***** RECORDS SHOWN

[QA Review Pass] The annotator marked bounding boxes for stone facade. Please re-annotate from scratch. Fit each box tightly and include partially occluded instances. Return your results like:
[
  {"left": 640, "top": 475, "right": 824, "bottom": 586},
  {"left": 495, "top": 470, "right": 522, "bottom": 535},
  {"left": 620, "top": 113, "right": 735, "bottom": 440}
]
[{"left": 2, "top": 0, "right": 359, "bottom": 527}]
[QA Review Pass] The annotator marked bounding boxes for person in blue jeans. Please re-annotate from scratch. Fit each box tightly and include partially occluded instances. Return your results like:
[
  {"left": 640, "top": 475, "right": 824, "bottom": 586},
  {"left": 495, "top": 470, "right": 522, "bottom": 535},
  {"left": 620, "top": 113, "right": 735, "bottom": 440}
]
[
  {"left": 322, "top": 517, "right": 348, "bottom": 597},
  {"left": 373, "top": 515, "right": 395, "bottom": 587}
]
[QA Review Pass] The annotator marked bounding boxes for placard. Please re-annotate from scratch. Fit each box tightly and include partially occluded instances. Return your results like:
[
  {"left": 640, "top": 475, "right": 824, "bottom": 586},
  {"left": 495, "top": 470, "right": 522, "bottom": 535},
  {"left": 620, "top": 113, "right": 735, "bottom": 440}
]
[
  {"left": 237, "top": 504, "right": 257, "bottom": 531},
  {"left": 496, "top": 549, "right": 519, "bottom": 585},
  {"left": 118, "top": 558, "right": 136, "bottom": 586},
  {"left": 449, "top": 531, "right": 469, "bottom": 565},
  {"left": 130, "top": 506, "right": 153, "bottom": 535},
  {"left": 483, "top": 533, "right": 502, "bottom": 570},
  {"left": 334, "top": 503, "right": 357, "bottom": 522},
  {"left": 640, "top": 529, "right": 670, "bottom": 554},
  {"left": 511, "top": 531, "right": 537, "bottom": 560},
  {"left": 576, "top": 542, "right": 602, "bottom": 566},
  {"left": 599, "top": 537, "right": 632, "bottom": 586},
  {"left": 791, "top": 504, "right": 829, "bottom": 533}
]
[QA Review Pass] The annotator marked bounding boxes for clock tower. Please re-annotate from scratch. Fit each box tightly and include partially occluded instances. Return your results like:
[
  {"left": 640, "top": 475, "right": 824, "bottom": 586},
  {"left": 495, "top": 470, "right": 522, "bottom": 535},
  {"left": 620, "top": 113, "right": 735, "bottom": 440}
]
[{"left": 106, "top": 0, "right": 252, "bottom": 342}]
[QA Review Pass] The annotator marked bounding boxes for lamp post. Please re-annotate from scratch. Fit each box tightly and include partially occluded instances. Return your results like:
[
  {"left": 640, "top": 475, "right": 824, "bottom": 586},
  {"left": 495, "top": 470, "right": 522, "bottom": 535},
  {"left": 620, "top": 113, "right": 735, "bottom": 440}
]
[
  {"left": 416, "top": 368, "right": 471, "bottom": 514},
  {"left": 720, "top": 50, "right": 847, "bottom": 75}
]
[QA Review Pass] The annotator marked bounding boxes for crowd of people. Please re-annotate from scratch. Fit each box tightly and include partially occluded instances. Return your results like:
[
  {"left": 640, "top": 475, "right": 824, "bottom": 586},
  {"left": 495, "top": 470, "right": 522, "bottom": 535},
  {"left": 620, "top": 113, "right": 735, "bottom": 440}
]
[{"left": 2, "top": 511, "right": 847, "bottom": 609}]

**********
***** RECORDS SHOWN

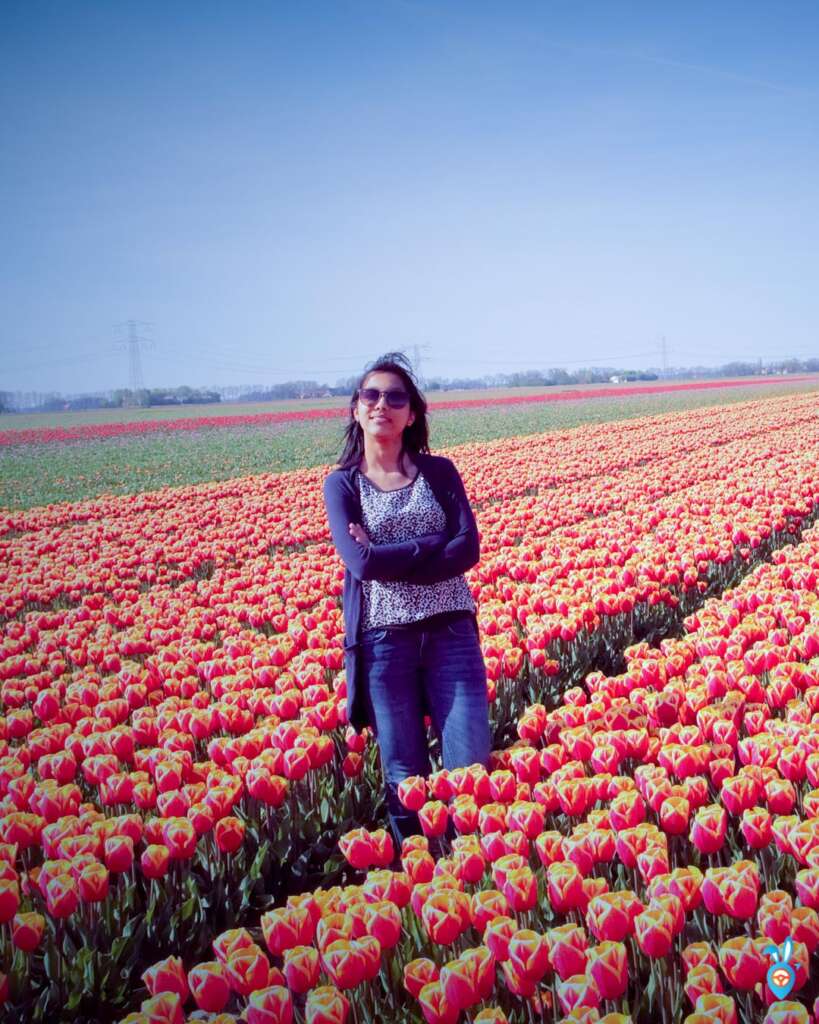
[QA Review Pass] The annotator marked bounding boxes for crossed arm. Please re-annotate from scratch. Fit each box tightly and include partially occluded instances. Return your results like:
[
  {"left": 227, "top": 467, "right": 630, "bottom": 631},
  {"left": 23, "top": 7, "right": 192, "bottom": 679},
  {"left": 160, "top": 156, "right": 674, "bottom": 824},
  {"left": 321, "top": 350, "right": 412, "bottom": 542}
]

**********
***** RECORDS SHOWN

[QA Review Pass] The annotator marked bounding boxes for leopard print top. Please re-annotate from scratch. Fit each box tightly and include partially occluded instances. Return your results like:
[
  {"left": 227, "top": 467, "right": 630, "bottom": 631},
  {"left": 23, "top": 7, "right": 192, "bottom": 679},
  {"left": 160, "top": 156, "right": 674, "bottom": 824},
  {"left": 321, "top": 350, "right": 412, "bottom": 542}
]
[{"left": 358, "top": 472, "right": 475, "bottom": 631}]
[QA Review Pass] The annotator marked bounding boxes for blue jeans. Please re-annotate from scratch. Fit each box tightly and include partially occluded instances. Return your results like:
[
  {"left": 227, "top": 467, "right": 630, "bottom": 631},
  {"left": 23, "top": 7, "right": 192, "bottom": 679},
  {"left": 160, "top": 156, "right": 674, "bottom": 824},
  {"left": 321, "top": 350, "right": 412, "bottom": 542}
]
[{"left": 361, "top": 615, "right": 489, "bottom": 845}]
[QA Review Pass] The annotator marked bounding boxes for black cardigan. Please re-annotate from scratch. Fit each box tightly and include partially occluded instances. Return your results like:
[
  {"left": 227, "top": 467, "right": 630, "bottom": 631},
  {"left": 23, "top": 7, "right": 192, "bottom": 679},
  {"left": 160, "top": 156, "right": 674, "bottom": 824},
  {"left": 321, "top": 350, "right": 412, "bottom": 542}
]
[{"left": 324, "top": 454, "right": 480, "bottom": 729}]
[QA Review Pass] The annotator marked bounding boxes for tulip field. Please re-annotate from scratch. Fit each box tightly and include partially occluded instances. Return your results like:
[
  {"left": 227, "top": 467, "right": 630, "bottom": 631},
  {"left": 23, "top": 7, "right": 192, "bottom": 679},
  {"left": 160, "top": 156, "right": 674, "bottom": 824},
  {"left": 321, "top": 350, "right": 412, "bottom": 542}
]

**********

## TASK REQUIREMENTS
Show each line of the data above that contains the word "person".

## TASK OUTPUT
[QA Review Pass] The annotator marked bounding boxes for person in blue jeans. Please re-annotate from scratch. Fit each box tightly and include partially occluded instances. Return your results like:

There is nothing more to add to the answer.